Segment Start: Provided records

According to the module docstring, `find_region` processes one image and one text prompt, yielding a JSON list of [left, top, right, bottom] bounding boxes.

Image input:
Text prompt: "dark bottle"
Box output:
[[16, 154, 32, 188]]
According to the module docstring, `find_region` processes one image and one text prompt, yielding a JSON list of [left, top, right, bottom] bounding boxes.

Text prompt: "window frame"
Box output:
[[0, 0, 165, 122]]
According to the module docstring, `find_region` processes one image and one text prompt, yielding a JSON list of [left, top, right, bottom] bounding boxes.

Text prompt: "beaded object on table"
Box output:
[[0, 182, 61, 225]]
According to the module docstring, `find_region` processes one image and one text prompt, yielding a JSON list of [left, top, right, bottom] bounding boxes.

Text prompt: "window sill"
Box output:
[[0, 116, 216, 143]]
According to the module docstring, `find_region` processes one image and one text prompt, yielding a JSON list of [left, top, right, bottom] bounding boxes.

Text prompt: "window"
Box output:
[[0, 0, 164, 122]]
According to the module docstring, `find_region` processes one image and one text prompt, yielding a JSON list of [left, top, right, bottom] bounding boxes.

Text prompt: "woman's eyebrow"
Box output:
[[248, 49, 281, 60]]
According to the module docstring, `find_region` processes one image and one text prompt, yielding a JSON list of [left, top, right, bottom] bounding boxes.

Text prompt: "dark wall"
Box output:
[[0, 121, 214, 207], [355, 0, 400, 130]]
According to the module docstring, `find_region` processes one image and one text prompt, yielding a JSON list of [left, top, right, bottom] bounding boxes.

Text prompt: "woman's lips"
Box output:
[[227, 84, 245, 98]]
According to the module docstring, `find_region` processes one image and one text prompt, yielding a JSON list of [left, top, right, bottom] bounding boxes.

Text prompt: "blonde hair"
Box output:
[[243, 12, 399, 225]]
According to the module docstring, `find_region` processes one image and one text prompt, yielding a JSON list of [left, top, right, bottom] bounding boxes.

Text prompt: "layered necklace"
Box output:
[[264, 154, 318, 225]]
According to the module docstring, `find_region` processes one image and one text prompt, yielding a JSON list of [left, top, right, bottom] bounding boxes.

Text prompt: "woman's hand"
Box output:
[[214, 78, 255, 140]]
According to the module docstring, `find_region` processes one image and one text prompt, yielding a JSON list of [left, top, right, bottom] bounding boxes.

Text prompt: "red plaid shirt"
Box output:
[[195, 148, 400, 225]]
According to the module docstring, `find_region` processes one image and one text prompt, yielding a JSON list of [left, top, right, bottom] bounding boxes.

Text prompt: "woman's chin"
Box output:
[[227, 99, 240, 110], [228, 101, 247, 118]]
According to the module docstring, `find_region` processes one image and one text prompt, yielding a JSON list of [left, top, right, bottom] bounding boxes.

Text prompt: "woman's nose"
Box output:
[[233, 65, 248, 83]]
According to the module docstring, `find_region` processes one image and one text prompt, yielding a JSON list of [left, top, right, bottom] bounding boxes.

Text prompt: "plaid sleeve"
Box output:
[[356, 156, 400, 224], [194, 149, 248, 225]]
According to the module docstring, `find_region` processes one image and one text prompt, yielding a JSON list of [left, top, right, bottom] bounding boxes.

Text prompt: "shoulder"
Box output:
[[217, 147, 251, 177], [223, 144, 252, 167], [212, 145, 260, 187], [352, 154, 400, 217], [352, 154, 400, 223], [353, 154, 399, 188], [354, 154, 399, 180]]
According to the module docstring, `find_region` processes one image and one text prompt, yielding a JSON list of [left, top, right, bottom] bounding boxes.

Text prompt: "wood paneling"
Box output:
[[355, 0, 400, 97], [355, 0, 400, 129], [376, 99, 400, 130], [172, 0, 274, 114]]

Segment End: Provided records

• Work instruction: Write out the full listing exactly as given.

• Reply to the task:
According to the module docstring, `find_region` processes one image and one text prompt, yielding a JSON list of [left, top, right, bottom] bounding boxes.

Image input:
Text prompt: "dark bottle"
Box output:
[[16, 154, 32, 188]]
According to the module docstring, `find_region` processes one image and one text prompt, yielding a JSON list of [left, top, right, bottom] bounding boxes.

Text prompt: "window frame"
Box output:
[[0, 0, 165, 122]]
According to the module docstring, `find_region` processes one image and one text prompt, yielding a JSON list of [left, top, right, bottom] bounding boxes.

Text prompt: "beaded object on table"
Box output:
[[0, 182, 61, 225]]
According to the module docstring, `find_region` processes one image and one text prompt, yielding a JSON list of [left, top, right, bottom] bounding boxes.

Text prompt: "window sill"
Box output:
[[0, 116, 216, 143]]
According to the module docstring, `find_region` processes one image and one text prompt, yielding a JSON list of [left, top, right, bottom] bounding boxes.

Text prompt: "window"
Box output:
[[0, 0, 164, 122]]
According to the module docstring, `find_region` processes one image and one text prompt, yielding a JSON list of [left, top, right, bottom] bounding boxes.

Text prompt: "woman's eyebrow"
Box output:
[[248, 49, 281, 60]]
According to the module docstring, `find_region` processes one image and one text prompt, yielding a JSON list of [left, top, right, bottom] bounding boxes.

Text prompt: "dark wall"
Box output:
[[0, 121, 214, 207], [355, 0, 400, 130]]
According to the module docstring, `find_region` processes one image and one text prompt, yielding a JSON list of [left, top, right, bottom] bounding boxes.

Text prompt: "woman's lips"
Box output:
[[227, 84, 245, 98]]
According to the module docstring, `find_region` processes one image and one text prompt, yielding a JSON list of [left, top, right, bottom] bounding boxes.

Text prompt: "blonde hair"
Box output:
[[243, 12, 399, 225]]
According to the module docstring, `find_region` processes one image and one text prompt, yielding a JSON list of [left, top, right, bottom] bounding boxes.

Text prompt: "layered necklace"
Box output:
[[264, 154, 318, 225]]
According to the module docstring, `find_region` processes one image and one text prompt, yielding a JSON list of [left, top, right, bottom] bounding boxes.

Text prompt: "woman's hand"
Box output:
[[214, 78, 255, 140]]
According to the module docstring, `find_region` processes one image and one text prompt, yielding a JSON list of [left, top, right, bottom] bounding boxes.

Text prompt: "red plaid shirt"
Box output:
[[195, 148, 400, 225]]
According to the module docstring, `find_region` processes one image and one text prompt, yielding a JSON list of [left, top, right, bottom] bounding boxes.

Text prompt: "woman's chin"
Box output:
[[227, 99, 240, 110], [228, 101, 247, 118]]
According to the module docstring, `find_region` processes one image and one text prompt, yielding a JSON list of [left, top, right, bottom] bounding boxes.

Text prompt: "woman's nose"
Box output:
[[233, 65, 248, 83]]
According to the module docstring, `find_region` processes one image and one text prompt, yielding a JSON list of [left, top, right, bottom] bounding boxes.

Text prompt: "plaid sleeve"
Box output:
[[356, 156, 400, 224], [194, 149, 248, 225]]
According to the module docstring, `find_region` processes one image and one text prompt, yielding a JSON list of [left, top, right, bottom] bounding boxes.

Text prompt: "shoulder"
Box output:
[[217, 147, 251, 177], [223, 144, 252, 167], [212, 145, 260, 187], [352, 154, 400, 217], [352, 154, 400, 223], [353, 154, 399, 188], [354, 154, 399, 180]]
According to the module docstring, `find_region` processes one image and one text prompt, yielding a JSON list of [left, top, right, bottom] bounding boxes.

Text prompt: "wood paneling"
Box output:
[[355, 0, 400, 97], [355, 0, 400, 129], [376, 99, 400, 130], [172, 0, 274, 114]]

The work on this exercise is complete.